■ **Exercise prompt**:
Print verbatim every line starting at the one that contains "Query: foreground vegetation" and ending at the final line of the records; include both endpoints.

■ **Records for this task**:
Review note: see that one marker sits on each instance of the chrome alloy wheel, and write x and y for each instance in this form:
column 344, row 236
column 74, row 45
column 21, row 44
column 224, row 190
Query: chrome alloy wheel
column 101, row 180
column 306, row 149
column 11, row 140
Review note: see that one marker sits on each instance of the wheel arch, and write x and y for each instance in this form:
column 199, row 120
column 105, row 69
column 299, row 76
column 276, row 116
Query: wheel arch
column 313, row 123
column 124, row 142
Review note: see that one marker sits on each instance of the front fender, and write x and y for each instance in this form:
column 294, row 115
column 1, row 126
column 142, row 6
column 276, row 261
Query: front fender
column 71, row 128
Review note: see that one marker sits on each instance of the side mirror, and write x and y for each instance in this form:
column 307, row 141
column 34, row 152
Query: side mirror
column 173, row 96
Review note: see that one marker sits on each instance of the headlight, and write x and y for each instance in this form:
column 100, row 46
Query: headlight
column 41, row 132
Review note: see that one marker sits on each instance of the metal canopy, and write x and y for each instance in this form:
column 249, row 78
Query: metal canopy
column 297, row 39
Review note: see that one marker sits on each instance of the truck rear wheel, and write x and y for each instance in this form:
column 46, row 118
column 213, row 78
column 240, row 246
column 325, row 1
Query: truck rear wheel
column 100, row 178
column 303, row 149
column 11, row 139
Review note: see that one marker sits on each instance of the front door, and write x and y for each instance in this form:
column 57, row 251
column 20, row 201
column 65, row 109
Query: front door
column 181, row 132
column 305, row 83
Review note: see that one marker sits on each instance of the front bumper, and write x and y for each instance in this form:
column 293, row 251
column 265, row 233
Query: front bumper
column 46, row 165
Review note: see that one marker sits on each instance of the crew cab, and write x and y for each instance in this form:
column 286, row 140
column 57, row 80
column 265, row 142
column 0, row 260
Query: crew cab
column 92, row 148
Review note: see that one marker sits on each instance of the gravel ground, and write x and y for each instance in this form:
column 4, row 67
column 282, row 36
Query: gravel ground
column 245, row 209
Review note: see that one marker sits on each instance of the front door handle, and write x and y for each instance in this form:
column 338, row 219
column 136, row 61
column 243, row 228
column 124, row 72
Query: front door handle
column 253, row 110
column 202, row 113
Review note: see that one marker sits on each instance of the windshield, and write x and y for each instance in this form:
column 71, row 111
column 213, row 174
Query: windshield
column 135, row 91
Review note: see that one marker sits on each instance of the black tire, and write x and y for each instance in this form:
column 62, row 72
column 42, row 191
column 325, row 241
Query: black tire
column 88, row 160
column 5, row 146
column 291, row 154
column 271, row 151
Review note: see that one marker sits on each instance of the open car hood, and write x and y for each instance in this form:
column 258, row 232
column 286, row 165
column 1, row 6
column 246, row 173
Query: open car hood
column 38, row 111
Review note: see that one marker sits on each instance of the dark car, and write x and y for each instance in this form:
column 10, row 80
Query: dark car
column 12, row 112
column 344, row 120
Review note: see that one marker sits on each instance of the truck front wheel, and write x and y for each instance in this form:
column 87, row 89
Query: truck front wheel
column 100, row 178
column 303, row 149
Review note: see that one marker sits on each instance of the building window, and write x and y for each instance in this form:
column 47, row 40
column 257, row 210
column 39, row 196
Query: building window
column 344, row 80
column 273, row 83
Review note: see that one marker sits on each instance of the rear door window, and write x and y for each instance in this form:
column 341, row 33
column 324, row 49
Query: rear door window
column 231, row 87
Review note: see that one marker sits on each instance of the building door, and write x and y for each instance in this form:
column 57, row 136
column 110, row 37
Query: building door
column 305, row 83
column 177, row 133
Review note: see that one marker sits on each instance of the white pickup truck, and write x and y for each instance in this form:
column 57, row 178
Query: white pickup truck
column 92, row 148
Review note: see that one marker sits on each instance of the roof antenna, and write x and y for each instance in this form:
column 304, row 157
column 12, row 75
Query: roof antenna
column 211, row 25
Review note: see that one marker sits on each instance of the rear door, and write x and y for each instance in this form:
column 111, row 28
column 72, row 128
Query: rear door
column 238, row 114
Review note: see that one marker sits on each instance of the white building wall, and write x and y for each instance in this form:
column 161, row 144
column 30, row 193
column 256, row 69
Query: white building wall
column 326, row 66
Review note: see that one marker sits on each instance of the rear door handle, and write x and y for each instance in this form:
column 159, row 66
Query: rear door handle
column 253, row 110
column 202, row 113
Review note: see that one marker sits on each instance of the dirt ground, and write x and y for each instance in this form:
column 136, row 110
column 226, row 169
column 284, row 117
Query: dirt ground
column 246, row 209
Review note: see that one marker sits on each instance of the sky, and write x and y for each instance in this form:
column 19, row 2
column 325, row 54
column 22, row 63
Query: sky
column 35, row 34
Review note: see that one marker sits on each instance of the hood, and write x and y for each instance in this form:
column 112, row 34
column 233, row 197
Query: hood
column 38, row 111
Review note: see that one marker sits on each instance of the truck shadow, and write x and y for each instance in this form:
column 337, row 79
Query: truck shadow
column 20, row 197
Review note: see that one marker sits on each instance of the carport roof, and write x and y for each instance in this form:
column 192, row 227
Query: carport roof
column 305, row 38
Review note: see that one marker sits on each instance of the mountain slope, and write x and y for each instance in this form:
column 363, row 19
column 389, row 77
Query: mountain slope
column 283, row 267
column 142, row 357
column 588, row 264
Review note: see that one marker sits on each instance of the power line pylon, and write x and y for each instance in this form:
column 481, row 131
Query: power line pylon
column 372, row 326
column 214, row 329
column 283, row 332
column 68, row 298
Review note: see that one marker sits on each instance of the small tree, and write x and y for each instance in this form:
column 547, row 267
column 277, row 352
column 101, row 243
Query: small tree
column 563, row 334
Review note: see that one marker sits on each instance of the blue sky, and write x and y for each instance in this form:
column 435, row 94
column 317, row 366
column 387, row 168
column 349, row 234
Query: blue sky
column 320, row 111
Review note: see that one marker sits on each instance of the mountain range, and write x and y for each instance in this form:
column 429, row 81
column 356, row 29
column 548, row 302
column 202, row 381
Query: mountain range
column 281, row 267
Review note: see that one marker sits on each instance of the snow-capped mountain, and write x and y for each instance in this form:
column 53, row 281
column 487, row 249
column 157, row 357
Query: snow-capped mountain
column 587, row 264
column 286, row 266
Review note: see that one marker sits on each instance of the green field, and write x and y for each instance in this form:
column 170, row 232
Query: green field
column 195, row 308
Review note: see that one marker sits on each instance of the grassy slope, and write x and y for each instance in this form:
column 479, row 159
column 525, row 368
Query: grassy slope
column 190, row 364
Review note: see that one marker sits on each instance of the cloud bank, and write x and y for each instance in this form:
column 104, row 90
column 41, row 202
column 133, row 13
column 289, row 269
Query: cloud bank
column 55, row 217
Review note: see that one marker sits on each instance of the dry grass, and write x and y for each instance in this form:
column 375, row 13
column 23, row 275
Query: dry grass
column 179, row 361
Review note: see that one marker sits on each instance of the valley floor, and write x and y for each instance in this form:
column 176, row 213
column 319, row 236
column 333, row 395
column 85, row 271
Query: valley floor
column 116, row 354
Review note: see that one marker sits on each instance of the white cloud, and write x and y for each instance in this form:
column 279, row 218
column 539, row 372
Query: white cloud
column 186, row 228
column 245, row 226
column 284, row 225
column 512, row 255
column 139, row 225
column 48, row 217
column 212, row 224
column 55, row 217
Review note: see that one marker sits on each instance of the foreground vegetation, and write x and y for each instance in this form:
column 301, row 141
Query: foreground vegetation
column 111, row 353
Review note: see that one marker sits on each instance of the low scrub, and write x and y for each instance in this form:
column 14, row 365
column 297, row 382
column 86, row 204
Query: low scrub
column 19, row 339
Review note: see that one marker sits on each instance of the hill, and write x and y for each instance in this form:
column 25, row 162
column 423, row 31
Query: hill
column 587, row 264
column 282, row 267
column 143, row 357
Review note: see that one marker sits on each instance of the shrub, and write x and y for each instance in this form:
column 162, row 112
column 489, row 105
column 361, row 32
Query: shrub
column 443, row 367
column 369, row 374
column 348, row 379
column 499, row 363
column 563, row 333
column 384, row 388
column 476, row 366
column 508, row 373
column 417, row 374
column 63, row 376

■ **Response below**:
Query: foreground vegetation
column 111, row 353
Review note: see that one marker sits on each instance of the low scrub, and write x and y for each instance in this form:
column 14, row 365
column 297, row 382
column 86, row 204
Query: low scrub
column 19, row 339
Review note: see that one marker sits on each instance of the hill, and write x and y for each instance in this form:
column 25, row 162
column 423, row 31
Query: hill
column 587, row 264
column 282, row 267
column 143, row 357
Review note: see that one marker sits on each instance of the shrub, and write x and y for each instance in this form:
column 162, row 112
column 489, row 105
column 361, row 32
Query: shrub
column 443, row 367
column 369, row 374
column 348, row 379
column 499, row 363
column 563, row 333
column 384, row 388
column 476, row 366
column 508, row 373
column 417, row 374
column 63, row 376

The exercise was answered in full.